- Problems to work on
(a) Answer these questions from the passage about Laurie:
(i) What is Laurie's occupation?
(ii) What title appears on the title page of Laurie's paper?
(iii) On which page did the narrator decide to stop reading?
(b) Write the next part of the passage about Laurie, picking up right after its final line.

# start of Passage provided

Her name is Laurie, and she’s one of the smartest people I know. Ivy League educated in both English and philosophy, well versed in both culture and the arts, and able to converse with the intellectual elite. Occupation? Professor. Politics? Liberal. Status? Content.
She is, in other words, my polar opposite.
But we do have one thing in common—we both seek to define life through the written word. Laurie is a writer, and a real one. She’s actually published books with covers and pages and everything, which puts her more than a few steps ahead of me.
Of course, she would be the first to admit that her books are at best difficult to find and nearly impossible to read. Laurie is an academic, after all. But when she asked if I would be willing to read a paper she was submitting to a prestigious philosophy journal, I said sure, why not? I love me some philosophy.
I took Laurie’s paper home and pulled it out while sipping a cup of coffee on the front porch. An Inquiry Into the God/Man Dynamic by Means of Employing the Art of Prose, said the title page. I read it twice (the second time aloud) and began wondering what I had gotten myself into. If the title was that complicated, what was the rest of it going to be like?
I never got a chance to find out. By the end of the first page, my brain hurt. By the end of the second, I was drooling. When my eyes began rolling into the back of my head at the fourth page, I decided I’d had enough.
I took the paper back to her the next day and confessed that while I was sure it was very informative, it was also just a tad over my head. Laurie seemed to take that as a compliment. Philosophers were supposed to be a tad over everyone’s head. “The search for truth and meaning requires a unique combination of vagueness and brains,” she told me. “It’s not for everyone.”
“Are you writing?” she asked.
“Yes’m,” I answered.
“I think the writing process is fascinating. The synergy between mind and page overwhelms me. Does it you?”
“I guess so,” I said with a shrug. Mostly because I wasn’t sure what “synergy” meant. Though it did sound like a pretty cool name for a drink.
“It’s incumbent upon every writer to expose the hubris of our lives and reinstate the grandeur of the interaction between the divine and man.”

# end of Passage provided
# start of Supplied material

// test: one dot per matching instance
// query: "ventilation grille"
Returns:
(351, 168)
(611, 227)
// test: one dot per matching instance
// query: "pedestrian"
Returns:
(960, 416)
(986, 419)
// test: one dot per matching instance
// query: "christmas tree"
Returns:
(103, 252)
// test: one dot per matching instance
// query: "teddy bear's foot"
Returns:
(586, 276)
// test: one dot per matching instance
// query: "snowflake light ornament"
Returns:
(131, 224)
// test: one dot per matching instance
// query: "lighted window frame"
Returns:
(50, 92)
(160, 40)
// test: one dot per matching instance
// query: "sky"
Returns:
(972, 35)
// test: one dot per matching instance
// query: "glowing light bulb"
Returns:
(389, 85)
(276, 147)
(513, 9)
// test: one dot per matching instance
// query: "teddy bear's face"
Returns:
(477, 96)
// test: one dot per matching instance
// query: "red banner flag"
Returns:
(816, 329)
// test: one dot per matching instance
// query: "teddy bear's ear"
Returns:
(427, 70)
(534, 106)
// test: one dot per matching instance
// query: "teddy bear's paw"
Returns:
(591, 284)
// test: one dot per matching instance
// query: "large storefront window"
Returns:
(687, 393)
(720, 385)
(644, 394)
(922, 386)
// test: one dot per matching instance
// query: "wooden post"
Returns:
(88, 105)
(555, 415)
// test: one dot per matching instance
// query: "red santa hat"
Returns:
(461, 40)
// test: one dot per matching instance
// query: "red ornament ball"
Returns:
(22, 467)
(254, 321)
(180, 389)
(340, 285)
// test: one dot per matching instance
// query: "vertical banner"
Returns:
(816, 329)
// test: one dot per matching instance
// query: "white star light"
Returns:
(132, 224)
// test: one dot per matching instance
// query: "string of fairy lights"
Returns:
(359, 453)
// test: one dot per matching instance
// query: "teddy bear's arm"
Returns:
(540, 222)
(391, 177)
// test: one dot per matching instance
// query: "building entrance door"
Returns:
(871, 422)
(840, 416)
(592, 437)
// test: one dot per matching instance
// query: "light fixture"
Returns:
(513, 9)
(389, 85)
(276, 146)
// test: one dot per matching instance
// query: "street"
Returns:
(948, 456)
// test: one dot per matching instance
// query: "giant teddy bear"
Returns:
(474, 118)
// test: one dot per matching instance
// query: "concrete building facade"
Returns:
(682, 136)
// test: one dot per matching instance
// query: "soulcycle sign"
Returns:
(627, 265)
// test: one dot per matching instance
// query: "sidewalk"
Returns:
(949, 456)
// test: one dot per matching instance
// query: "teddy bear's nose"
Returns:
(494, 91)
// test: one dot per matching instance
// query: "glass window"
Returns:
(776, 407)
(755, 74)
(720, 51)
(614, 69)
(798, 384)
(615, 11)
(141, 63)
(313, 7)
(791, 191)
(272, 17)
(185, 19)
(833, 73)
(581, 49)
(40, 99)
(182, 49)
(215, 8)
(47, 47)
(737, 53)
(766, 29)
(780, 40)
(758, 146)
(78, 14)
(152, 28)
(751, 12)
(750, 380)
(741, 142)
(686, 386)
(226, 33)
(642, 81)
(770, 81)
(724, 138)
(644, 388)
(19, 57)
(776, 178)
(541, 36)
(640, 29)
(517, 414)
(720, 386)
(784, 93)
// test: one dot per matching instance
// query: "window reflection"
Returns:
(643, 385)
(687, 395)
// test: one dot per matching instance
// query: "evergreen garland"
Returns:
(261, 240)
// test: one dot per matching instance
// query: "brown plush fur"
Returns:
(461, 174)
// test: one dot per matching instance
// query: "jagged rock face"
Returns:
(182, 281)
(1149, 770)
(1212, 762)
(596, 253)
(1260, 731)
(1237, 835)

# end of Supplied material
# start of Supplied material

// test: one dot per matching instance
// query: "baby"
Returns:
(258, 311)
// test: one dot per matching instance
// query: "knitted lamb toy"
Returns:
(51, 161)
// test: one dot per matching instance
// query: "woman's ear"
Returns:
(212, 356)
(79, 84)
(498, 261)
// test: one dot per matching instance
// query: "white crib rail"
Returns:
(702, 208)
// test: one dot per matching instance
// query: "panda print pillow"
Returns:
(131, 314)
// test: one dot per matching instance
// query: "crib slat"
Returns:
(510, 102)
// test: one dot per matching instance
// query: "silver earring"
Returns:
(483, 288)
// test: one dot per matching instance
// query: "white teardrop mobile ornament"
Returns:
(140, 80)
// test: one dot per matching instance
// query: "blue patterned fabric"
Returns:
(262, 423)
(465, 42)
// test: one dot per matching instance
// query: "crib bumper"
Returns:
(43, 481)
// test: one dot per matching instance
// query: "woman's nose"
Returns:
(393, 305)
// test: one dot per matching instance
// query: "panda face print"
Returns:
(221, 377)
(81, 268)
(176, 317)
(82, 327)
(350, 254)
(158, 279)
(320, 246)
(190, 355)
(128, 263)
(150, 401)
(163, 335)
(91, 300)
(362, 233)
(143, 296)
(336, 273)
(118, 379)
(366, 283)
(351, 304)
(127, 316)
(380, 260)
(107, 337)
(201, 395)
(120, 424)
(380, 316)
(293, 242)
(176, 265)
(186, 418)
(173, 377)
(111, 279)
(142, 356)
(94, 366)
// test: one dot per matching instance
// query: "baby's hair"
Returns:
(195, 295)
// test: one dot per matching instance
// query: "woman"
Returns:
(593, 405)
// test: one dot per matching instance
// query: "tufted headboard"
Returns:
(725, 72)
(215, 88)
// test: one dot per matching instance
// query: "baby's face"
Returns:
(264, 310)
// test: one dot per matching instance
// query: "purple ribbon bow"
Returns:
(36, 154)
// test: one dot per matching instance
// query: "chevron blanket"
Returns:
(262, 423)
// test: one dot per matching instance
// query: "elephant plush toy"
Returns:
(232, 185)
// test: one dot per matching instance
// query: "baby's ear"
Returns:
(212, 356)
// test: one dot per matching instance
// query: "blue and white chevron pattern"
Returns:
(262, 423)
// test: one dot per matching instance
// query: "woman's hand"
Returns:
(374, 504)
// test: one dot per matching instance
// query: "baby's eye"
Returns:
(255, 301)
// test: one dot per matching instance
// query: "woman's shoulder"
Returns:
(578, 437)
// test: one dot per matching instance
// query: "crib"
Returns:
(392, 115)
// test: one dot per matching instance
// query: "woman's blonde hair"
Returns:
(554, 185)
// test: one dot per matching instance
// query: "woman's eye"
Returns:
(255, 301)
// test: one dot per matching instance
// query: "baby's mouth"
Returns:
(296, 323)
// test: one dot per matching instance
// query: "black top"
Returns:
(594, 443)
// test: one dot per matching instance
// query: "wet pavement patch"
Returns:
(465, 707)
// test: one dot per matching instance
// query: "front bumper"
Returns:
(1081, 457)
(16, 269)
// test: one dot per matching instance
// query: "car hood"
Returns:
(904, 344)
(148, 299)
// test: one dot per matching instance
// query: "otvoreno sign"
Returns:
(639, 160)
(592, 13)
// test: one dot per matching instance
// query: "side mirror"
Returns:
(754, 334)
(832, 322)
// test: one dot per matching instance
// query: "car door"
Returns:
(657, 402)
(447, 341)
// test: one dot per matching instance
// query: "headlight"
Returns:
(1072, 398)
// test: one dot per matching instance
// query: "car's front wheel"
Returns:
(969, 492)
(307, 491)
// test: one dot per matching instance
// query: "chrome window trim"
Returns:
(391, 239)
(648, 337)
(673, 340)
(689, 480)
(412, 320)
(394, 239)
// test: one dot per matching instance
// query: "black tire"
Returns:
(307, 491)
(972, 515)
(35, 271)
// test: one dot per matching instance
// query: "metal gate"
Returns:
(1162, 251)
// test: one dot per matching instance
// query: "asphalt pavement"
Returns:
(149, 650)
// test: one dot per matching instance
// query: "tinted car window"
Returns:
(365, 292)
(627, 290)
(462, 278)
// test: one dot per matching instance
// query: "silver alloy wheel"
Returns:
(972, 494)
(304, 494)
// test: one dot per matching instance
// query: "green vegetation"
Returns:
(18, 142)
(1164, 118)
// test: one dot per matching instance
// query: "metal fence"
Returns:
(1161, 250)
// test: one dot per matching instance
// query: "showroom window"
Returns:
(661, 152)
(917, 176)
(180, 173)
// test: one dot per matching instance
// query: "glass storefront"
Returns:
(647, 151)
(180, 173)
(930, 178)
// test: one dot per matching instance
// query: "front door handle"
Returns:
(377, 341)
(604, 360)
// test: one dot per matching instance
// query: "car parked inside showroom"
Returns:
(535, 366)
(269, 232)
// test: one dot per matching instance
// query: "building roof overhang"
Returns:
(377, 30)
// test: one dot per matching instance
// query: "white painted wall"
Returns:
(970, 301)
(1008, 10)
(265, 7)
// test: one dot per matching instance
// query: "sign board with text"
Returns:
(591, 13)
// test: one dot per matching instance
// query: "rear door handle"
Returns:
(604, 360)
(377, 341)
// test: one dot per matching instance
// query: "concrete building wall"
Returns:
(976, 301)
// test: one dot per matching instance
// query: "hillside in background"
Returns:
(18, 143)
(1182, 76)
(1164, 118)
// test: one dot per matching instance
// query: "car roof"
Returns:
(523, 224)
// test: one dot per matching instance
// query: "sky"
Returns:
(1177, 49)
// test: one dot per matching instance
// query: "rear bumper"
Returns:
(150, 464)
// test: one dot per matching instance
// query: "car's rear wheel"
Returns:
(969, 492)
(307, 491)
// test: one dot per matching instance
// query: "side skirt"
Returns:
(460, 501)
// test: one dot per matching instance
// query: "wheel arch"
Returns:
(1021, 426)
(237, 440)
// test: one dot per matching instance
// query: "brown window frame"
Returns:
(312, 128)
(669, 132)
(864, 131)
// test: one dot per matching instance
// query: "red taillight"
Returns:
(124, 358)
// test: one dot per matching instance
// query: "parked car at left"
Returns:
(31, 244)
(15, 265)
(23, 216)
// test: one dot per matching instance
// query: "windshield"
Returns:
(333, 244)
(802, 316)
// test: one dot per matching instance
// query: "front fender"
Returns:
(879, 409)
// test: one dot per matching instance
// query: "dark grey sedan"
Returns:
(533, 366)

# end of Supplied material
# start of Supplied material

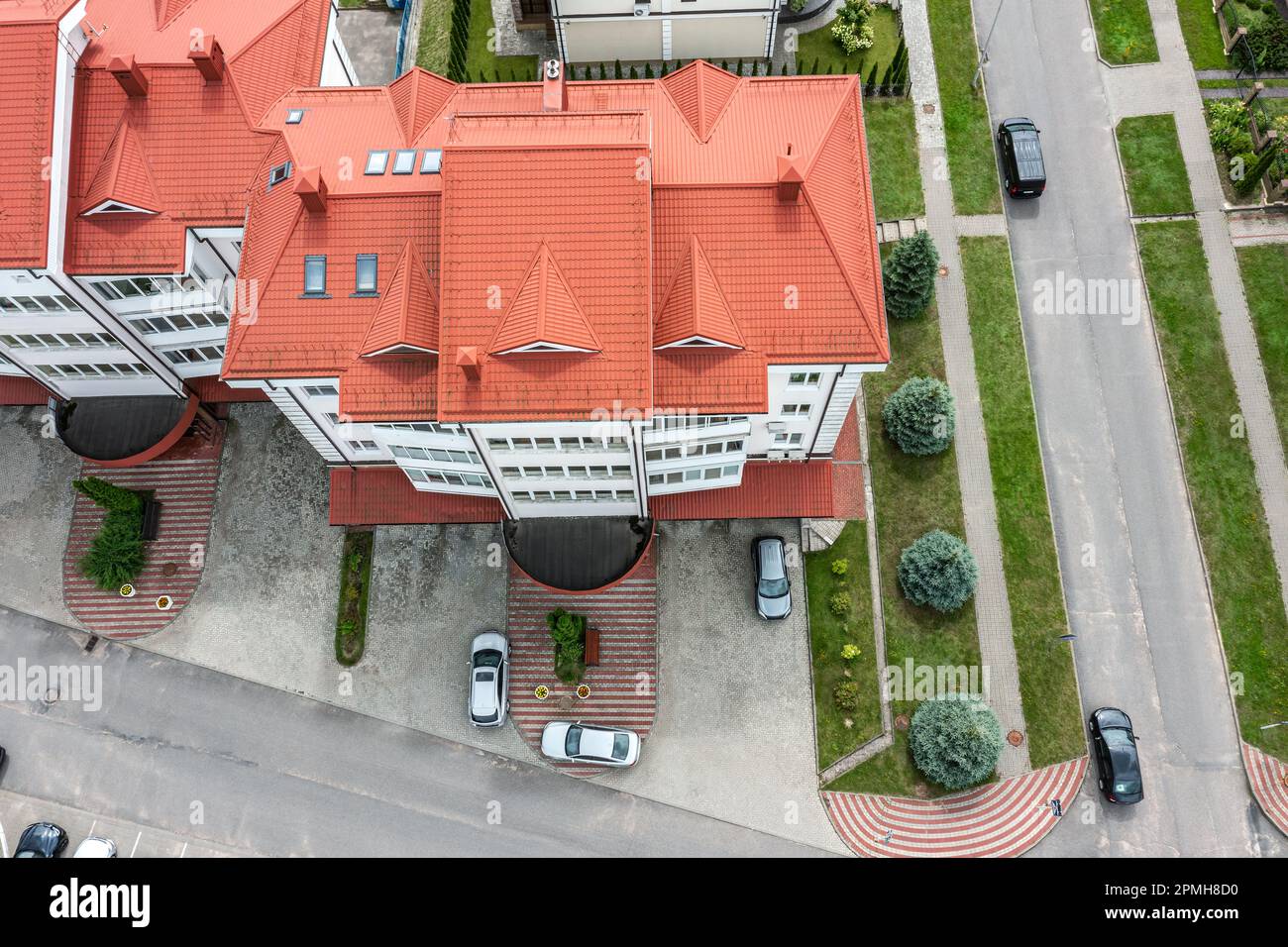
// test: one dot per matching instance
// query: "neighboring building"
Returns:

# end of Supplied material

- Results by task
(a)
(i) Professor.
(ii) An Inquiry Into the God/Man Dynamic by Means of Employing the Art of Prose
(iii) The fourth page.

(b)
“I know,” I said, not knowing.
“My next series is going to attempt to discover a correlation between man’s longing to rediscover his true distinctiveness in the cosmic relationship and his struggle to adequately define his true nature,” she continued. Then, “What are you writing about?”
“Pretty much the same thing,” I said. “Throwing stuff in the creek by our house.”
Laurie sat at her desk, staring at me. She fidgeted with her glasses and cleared her throat, giving her precious moments to figure out how to respond.
“Oh,” she said. “Well, that’s…good.”
There was an uncomfortable pause in our conversation just then, which gave me the opportunity to invite Laurie back to her work. She did, thankful that I’d suggested it. And I left.
It was on my way out when I remembered two things. One was that much of what passed as philosophy had always confused me. The other was that deep down, I didn’t like Laurie at all.
Not because she wasn’t a nice person (she was) or because she was a tad arrogant (she was that, too), but because we differed on a fundamental belief when it came to finding truth and meaning in life. To her, such pursuits were limited to those with big brains and bigger vocabularies. To me, they were the property of us all.
We are built to seek. Made to explore. It’s a part of who we are. No other human attribute is as strong or as unyielding as that need to tread upon those undiscovered lands within us.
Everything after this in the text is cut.